What is being asked –
Set down all of the records below exactly, please, omitting the images.

[Natural-language object grounding data]
------------------------
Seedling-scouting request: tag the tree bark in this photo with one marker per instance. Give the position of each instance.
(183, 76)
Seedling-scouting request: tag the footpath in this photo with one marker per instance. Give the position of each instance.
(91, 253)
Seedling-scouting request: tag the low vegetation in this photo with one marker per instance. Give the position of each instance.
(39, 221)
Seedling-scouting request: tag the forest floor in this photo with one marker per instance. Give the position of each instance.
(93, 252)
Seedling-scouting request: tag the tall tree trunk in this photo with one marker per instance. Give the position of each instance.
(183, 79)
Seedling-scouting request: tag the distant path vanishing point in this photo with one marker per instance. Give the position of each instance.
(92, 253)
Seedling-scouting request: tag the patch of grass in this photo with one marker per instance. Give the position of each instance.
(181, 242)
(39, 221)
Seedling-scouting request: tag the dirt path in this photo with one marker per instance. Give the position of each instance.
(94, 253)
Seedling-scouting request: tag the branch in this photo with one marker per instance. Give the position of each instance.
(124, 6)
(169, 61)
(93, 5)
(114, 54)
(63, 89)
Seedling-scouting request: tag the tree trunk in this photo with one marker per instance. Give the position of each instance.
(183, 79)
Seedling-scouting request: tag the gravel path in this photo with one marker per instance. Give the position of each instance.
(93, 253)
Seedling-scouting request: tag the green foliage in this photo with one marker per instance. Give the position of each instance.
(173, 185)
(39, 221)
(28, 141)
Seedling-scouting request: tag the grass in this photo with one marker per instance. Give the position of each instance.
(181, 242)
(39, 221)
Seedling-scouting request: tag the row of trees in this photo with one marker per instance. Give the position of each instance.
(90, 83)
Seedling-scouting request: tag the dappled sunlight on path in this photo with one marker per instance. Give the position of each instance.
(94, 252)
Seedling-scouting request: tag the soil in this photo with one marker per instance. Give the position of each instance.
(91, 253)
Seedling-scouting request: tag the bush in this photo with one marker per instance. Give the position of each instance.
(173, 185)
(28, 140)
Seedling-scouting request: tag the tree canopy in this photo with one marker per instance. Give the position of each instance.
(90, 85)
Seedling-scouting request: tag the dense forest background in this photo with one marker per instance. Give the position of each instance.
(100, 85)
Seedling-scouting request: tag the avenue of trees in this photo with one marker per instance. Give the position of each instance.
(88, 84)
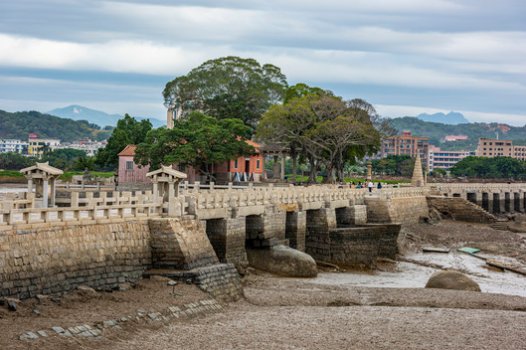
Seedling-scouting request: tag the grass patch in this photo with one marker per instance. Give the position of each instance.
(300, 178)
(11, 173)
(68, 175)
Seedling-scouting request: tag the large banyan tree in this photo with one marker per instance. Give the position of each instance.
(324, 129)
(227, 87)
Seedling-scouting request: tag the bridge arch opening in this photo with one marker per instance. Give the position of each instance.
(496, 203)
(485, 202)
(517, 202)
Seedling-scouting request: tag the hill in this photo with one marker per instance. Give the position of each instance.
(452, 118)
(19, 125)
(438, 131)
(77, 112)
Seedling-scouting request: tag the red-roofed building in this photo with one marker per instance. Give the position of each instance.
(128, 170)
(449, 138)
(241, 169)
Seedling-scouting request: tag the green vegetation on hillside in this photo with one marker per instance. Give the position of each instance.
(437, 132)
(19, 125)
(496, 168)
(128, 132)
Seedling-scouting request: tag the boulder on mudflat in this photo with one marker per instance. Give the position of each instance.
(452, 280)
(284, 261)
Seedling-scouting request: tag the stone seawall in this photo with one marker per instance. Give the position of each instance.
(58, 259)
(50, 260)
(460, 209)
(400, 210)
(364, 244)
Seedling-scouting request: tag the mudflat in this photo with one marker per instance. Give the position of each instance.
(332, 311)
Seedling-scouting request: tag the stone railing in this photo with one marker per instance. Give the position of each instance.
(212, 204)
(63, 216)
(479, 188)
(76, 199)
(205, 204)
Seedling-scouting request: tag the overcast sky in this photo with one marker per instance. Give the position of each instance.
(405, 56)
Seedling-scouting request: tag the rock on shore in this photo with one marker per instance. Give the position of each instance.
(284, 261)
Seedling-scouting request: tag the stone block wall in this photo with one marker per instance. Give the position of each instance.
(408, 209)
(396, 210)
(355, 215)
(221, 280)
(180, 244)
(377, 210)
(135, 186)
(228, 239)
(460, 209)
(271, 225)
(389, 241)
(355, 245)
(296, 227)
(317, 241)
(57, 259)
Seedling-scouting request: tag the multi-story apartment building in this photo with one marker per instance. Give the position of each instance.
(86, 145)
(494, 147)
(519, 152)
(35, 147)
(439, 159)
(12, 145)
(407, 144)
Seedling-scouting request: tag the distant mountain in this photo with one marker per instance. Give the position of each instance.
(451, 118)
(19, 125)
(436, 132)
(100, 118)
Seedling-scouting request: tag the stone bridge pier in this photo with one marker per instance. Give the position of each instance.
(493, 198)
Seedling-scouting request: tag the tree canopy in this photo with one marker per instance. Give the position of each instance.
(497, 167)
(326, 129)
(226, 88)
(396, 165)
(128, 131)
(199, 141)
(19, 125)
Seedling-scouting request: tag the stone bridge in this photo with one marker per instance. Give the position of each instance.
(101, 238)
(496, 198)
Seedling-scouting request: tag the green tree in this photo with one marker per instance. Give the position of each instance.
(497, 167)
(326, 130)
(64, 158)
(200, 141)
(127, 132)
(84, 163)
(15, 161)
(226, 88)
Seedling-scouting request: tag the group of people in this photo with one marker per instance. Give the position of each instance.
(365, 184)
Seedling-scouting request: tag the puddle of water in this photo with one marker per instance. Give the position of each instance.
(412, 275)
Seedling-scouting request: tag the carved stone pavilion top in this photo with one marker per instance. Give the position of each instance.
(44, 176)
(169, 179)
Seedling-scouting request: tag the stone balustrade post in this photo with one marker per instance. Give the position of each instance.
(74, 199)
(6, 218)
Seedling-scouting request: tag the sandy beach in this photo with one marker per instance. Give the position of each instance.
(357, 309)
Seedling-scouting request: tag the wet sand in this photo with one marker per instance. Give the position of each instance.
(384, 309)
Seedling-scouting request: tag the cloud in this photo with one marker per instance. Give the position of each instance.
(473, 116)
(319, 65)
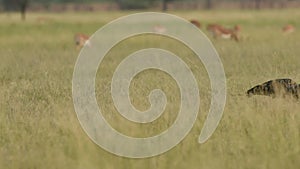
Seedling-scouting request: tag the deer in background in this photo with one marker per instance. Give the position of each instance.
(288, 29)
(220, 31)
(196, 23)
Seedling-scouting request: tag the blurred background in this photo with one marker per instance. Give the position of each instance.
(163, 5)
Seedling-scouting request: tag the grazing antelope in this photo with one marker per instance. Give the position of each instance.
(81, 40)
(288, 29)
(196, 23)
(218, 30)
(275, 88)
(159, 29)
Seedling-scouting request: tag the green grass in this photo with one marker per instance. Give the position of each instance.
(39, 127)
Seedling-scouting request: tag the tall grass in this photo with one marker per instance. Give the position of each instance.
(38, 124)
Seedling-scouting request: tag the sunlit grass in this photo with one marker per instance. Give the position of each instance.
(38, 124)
------------------------
Task answer –
Seedling-scouting request: tag the tree bark in this photo with one marker per instance. Give the position of each instance.
(183, 76)
Seedling-scouting request: tag the footpath in this photo with one marker per instance. Give the position of each instance.
(91, 253)
Seedling-scouting request: tag the low vegetation in this photo with one marker per instance. Give the position of each instance.
(39, 221)
Seedling-scouting request: tag the forest floor in this photo with one marker per instance. Give the position of each instance.
(93, 252)
Seedling-scouting request: tag the tall tree trunk in this photo with one marker per instance. Give the position of each instance.
(183, 79)
Seedling-scouting request: tag the distant path vanishing point in this photo with one marker per instance. Give the position of each instance.
(92, 253)
Seedling-scouting request: tag the patch of grass in this photo with one marker per instance. Give the position of each instance.
(181, 242)
(39, 221)
Seedling-scouting request: tag the dirt path in this photo with one marker per instance. Give the position of each instance.
(94, 253)
Seedling-scouting request: tag the branch in this photo with one marker per instance. Give the position of each instance.
(124, 6)
(169, 61)
(93, 5)
(114, 54)
(63, 89)
Seedling-scouting request: tag the tree trunk in this photo with one marker per instance. Give the position of each instance.
(183, 79)
Seedling-scouting request: tag the gravel path in this photo with one marker per instance. Give the position of each instance.
(93, 253)
Seedling-scouting request: tag the green foliage in this photo with one marker per instance. Give the position of each instance.
(173, 185)
(39, 221)
(28, 141)
Seedling-scouting request: tag the grass in this photo with one marker per instance. Give the position of each instance.
(181, 242)
(39, 221)
Seedling-scouting request: tag the row of trees in this photo with one marker per instance. Give the position of each instance.
(90, 83)
Seedling-scouting request: tag the dappled sunlight on path in this photo with one marker per instance. Give the position of each instance.
(94, 252)
Seedling-scouting request: tag the soil in this photo with one marker per instance. Give the position of each instance.
(91, 253)
Seedling-scouting request: tag the bush in this photo with one marker per instance. Give the position of each instance.
(173, 185)
(28, 140)
Seedling-scouting request: tag the tree canopy in this photo with one marker per instance. Give the position of each instance.
(90, 85)
Seedling-scouting request: tag the dense forest background in this photo with one marker per instance. Give the position of each instance.
(100, 85)
Seedling-scouting request: tag the avenue of trees in this photo with one marker per instance. Give the position of each instance.
(88, 84)
Seedling-scouting request: tag the grass patch in this photo with one marker per instance. Give the position of each instance.
(300, 178)
(11, 173)
(68, 175)
Seedling-scouting request: tag the large banyan tree in this photo with one marker per instance. Give the position of each instance.
(324, 129)
(227, 87)
Seedling-scouting request: tag the bridge arch opening in this photo with one marker per instance. Give the position of each instance.
(496, 203)
(485, 202)
(517, 202)
Seedling-scouting request: tag the hill in this photo with one marker per instance. Give the position of each instance.
(452, 118)
(19, 125)
(438, 131)
(77, 112)
Seedling-scouting request: tag the red-roofed building in this photo with one marker per instance. Give the position of each instance.
(128, 170)
(449, 138)
(241, 169)
Seedling-scouting request: tag the green vegetation on hillside in this photo with one marker per instance. Give the position of each instance.
(437, 132)
(19, 125)
(496, 168)
(128, 132)
Seedling-scouting request: tag the boulder on mudflat in this photo with one marker per instance. Give the position of each instance.
(452, 280)
(284, 261)
Seedling-scouting request: tag the stone seawall in this photo with one marker per instance. Give the position of each instance.
(58, 259)
(50, 260)
(460, 209)
(400, 210)
(364, 244)
Seedling-scouting request: tag the mudflat in this photo with one marker per instance. Give the position of each instance.
(332, 311)
Seedling-scouting request: tag the stone railing in this photo with one marker per instance. Give the position of each instance.
(212, 204)
(63, 216)
(479, 188)
(76, 199)
(205, 204)
Seedling-scouting request: tag the overcast sky in this photo with one marker per instance. Give the position of each instance.
(405, 56)
Seedling-scouting request: tag the rock on shore in this photo with one marker per instance. Give the position of each instance.
(284, 261)
Seedling-scouting request: tag the stone block wall in this photo with one marker per instance. Give the position of each instance.
(408, 209)
(396, 210)
(355, 215)
(221, 280)
(180, 244)
(377, 210)
(135, 186)
(228, 239)
(460, 209)
(271, 225)
(389, 241)
(355, 245)
(296, 227)
(317, 241)
(57, 259)
Seedling-scouting request: tag the multi-story apartment building in this photo with one marker per instance. Give the position of each instance.
(86, 145)
(494, 147)
(519, 152)
(35, 147)
(439, 159)
(12, 145)
(407, 144)
Seedling-scouting request: tag the distant mountain in this photo with one marker per instance. Give the position of each instance.
(451, 118)
(19, 125)
(436, 132)
(100, 118)
Seedling-scouting request: tag the stone bridge pier in this photo with one marker per instance. Give the position of each instance.
(493, 198)
Seedling-scouting request: tag the tree canopy in this photo with one marker per instance. Give the position of each instance.
(497, 167)
(326, 129)
(226, 88)
(396, 165)
(128, 131)
(199, 141)
(19, 125)
Seedling-scouting request: tag the stone bridge in this photo with one marker per instance. Give the position of each instance.
(101, 238)
(496, 198)
Seedling-scouting request: tag the green tree in this photo with one marker per instance. Give the position of each instance.
(497, 167)
(326, 130)
(64, 158)
(200, 141)
(127, 132)
(84, 163)
(15, 161)
(226, 88)
Seedling-scouting request: tag the group of people in this photo with one marker per instance. Give the position of each instance.
(365, 184)
Seedling-scouting request: tag the puddle of water in this photo with one marker per instance. Give the position of each instance.
(412, 275)
Seedling-scouting request: tag the carved stone pavilion top in this photo with one marker per instance. Give the position of each instance.
(44, 176)
(169, 179)
Seedling-scouting request: tag the stone balustrade post in this photo with one marker per instance. Give the position of each instance.
(74, 199)
(6, 218)
Seedling-scouting request: tag the sandy beach in this photo with one marker per instance. Give the position of each instance.
(357, 309)
Seedling-scouting request: tag the wet sand in this photo with one marker per instance. Give the position of each instance.
(384, 309)
Seedling-scouting request: tag the cloud in this photo with one marker per instance. Give the position of each instance.
(473, 116)
(319, 65)
Seedling-scouting request: tag the deer in background in this photo with one marker per instance. Give the position of each instance.
(288, 29)
(220, 31)
(196, 23)
Seedling-scouting request: tag the blurred background in this photo with one marker per instance. Give the position of each instance.
(163, 5)
Seedling-scouting request: tag the grazing antelope in this photo with one marker per instance. Give the position of each instance.
(81, 40)
(288, 29)
(196, 23)
(218, 30)
(275, 88)
(159, 29)
Seedling-scouting request: tag the green grass in this photo with one marker per instance. Give the position of each instance.
(39, 127)
Seedling-scouting request: tag the tall grass in this photo with one marker per instance. Give the position of each instance.
(38, 124)
Seedling-scouting request: tag the sunlit grass in this photo with one marker per instance. Give the position of each instance.
(38, 124)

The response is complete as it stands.